»»
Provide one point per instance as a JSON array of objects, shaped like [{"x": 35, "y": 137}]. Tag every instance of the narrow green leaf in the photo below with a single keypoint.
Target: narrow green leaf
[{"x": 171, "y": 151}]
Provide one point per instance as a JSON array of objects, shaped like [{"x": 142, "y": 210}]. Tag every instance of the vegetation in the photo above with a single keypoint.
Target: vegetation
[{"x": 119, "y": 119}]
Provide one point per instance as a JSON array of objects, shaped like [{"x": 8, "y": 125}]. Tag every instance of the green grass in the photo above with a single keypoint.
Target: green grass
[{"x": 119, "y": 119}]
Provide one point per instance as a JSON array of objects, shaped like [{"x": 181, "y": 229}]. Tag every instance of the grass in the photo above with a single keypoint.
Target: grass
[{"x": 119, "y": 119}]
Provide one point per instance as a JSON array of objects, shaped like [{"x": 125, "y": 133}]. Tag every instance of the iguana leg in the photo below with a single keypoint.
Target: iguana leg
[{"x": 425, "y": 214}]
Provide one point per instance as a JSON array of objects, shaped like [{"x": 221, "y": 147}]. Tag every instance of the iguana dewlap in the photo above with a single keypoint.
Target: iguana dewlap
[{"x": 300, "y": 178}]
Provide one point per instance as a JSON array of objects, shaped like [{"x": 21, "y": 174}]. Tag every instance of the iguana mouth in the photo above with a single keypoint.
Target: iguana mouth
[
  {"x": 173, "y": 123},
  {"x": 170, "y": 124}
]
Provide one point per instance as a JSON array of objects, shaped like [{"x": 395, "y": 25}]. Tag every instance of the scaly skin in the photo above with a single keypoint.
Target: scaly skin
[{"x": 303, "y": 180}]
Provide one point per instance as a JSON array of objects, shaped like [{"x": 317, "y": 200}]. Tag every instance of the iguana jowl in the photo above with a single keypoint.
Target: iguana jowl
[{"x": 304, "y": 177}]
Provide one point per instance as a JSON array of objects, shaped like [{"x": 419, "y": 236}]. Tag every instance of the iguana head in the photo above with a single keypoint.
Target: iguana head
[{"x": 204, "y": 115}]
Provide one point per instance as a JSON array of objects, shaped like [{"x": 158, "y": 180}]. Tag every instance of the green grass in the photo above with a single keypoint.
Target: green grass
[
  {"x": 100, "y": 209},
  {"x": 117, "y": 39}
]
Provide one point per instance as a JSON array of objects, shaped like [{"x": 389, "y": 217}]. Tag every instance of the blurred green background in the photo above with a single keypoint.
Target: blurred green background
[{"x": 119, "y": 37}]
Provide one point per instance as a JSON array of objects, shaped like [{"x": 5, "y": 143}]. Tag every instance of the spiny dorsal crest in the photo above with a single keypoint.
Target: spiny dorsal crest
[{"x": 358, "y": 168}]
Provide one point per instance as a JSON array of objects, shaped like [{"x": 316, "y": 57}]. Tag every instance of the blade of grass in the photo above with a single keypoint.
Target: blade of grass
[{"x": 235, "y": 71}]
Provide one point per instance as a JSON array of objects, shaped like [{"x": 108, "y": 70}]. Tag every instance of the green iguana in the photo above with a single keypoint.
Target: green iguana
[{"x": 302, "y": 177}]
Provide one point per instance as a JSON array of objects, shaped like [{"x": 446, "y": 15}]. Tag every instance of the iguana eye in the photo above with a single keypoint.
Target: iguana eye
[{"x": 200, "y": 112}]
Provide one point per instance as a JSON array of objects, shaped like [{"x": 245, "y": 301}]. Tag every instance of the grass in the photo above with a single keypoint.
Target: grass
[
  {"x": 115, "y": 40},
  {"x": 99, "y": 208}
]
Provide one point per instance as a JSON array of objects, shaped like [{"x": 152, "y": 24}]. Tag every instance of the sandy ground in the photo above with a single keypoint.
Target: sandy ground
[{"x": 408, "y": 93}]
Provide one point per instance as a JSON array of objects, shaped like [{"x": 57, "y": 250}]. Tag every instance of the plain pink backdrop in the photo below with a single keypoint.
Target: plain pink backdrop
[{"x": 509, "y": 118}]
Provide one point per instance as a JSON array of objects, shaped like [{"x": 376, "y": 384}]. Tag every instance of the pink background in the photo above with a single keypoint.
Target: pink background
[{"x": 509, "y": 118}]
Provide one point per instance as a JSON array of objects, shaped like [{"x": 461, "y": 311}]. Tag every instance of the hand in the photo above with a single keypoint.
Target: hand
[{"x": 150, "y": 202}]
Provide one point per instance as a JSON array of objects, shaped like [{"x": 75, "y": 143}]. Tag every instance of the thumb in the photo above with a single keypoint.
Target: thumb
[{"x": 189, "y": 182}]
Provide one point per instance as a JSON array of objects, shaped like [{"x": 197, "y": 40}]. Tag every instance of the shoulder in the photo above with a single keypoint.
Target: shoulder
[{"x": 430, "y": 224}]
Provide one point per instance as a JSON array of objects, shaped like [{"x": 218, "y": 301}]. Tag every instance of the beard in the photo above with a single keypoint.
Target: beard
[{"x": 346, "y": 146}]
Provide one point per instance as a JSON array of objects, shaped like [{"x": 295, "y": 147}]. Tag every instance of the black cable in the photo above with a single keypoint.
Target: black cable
««
- Goal of the exercise
Quote each line of the listing above exactly.

- Exercise answer
Provide one point per instance as a JSON array of objects, shaped like [{"x": 35, "y": 137}]. Tag every instance of the narrow green leaf in the photo below with a single keypoint.
Target: narrow green leaf
[{"x": 171, "y": 151}]
Provide one point per instance as a JSON array of objects, shaped like [{"x": 142, "y": 210}]. Tag every instance of the vegetation in the photo above with a single keypoint.
Target: vegetation
[{"x": 119, "y": 119}]
Provide one point per instance as a JSON array of objects, shaped like [{"x": 8, "y": 125}]. Tag every instance of the green grass in the photo above with a single keypoint.
Target: green grass
[{"x": 119, "y": 119}]
Provide one point per instance as a JSON array of objects, shaped like [{"x": 181, "y": 229}]. Tag every instance of the grass in the photo above with a single keypoint.
Target: grass
[{"x": 119, "y": 119}]
Provide one point per instance as a JSON array of objects, shaped like [{"x": 125, "y": 133}]. Tag every instance of the iguana leg in the photo below with a single keypoint.
Target: iguana leg
[{"x": 425, "y": 214}]
Provide one point per instance as a JSON array of objects, shaped like [{"x": 221, "y": 147}]. Tag every instance of the iguana dewlap in the photo above with a single keypoint.
Target: iguana dewlap
[{"x": 300, "y": 178}]
Provide one point per instance as a JSON array of objects, shaped like [{"x": 21, "y": 174}]. Tag every instance of the iguana mouth in the photo above with a single keypoint.
Target: iguana mouth
[
  {"x": 173, "y": 123},
  {"x": 170, "y": 124}
]
Provide one point per instance as a JSON array of objects, shaped like [{"x": 395, "y": 25}]. Tag every instance of the scaly skin in the photo above with a single keypoint.
Target: scaly skin
[{"x": 303, "y": 180}]
Provide one point per instance as a JSON array of objects, shaped like [{"x": 317, "y": 200}]. Tag every instance of the iguana jowl in the photo above with a single keypoint.
Target: iguana jowl
[{"x": 304, "y": 177}]
Provide one point per instance as a JSON array of objects, shaped like [{"x": 419, "y": 236}]. Tag every instance of the iguana head in the photo above with a single keypoint.
Target: iguana head
[{"x": 204, "y": 115}]
Provide one point per instance as a JSON array of objects, shaped like [{"x": 158, "y": 180}]. Tag every instance of the green grass in the photo above with a single keypoint.
Target: green grass
[
  {"x": 100, "y": 209},
  {"x": 117, "y": 39}
]
Provide one point per instance as a JSON array of objects, shaped like [{"x": 389, "y": 217}]. Tag every instance of the blurred green background in the photo above with a single keypoint.
Target: blurred green background
[{"x": 119, "y": 37}]
Provide one point per instance as a JSON array of objects, shaped like [{"x": 5, "y": 143}]. Tag every instance of the spiny dorsal crest in the photo above with a single keypoint.
Target: spiny dorsal crest
[{"x": 358, "y": 168}]
Provide one point per instance as a JSON array of objects, shaped like [{"x": 316, "y": 57}]. Tag every instance of the blade of grass in the photo above with a single keypoint.
Target: blade of grass
[{"x": 235, "y": 71}]
Provide one point per instance as a JSON array of objects, shaped like [{"x": 108, "y": 70}]. Tag every instance of the green iguana in the photo above with a single keypoint.
Target: green iguana
[{"x": 302, "y": 177}]
Provide one point per instance as a JSON array of objects, shaped like [{"x": 446, "y": 15}]. Tag every instance of the iguana eye in the photo above with a single keypoint.
Target: iguana eye
[{"x": 200, "y": 112}]
Provide one point per instance as a JSON array of objects, shaped like [{"x": 245, "y": 301}]. Tag every instance of the grass in the photo above with a single keypoint.
Target: grass
[
  {"x": 115, "y": 40},
  {"x": 99, "y": 208}
]
Provide one point per instance as a JSON array of objects, shaped like [{"x": 152, "y": 24}]. Tag every instance of the sandy ground in the photo above with a single keypoint.
Target: sandy ground
[{"x": 408, "y": 93}]
Provide one point per instance as a JSON array of objects, shaped like [{"x": 57, "y": 250}]. Tag every instance of the plain pink backdrop in the photo below with a single keypoint.
Target: plain pink backdrop
[{"x": 509, "y": 118}]
Provide one point per instance as a JSON array of objects, shaped like [{"x": 376, "y": 384}]. Tag every instance of the pink background in the photo above with a single keypoint.
Target: pink background
[{"x": 509, "y": 118}]
Provide one point per instance as a JSON array of objects, shaped like [{"x": 461, "y": 311}]. Tag every instance of the hand in the photo above with a single keypoint.
Target: hand
[{"x": 150, "y": 202}]
Provide one point per instance as a JSON array of objects, shaped like [{"x": 75, "y": 143}]. Tag every instance of the thumb in the photo above with a single keypoint.
Target: thumb
[{"x": 189, "y": 182}]
Provide one point per instance as a JSON array of objects, shaped like [{"x": 197, "y": 40}]. Tag every instance of the shoulder in the photo above with a single keypoint.
Target: shoulder
[{"x": 430, "y": 224}]
Provide one point per instance as a JSON array of objects, shaped like [{"x": 218, "y": 301}]. Tag every instance of the beard in the photo above with a single keypoint.
Target: beard
[{"x": 346, "y": 146}]
Provide one point per instance as a JSON array of objects, shaped like [{"x": 295, "y": 147}]. Tag every instance of the black cable in the photo above with a single keypoint.
Target: black cable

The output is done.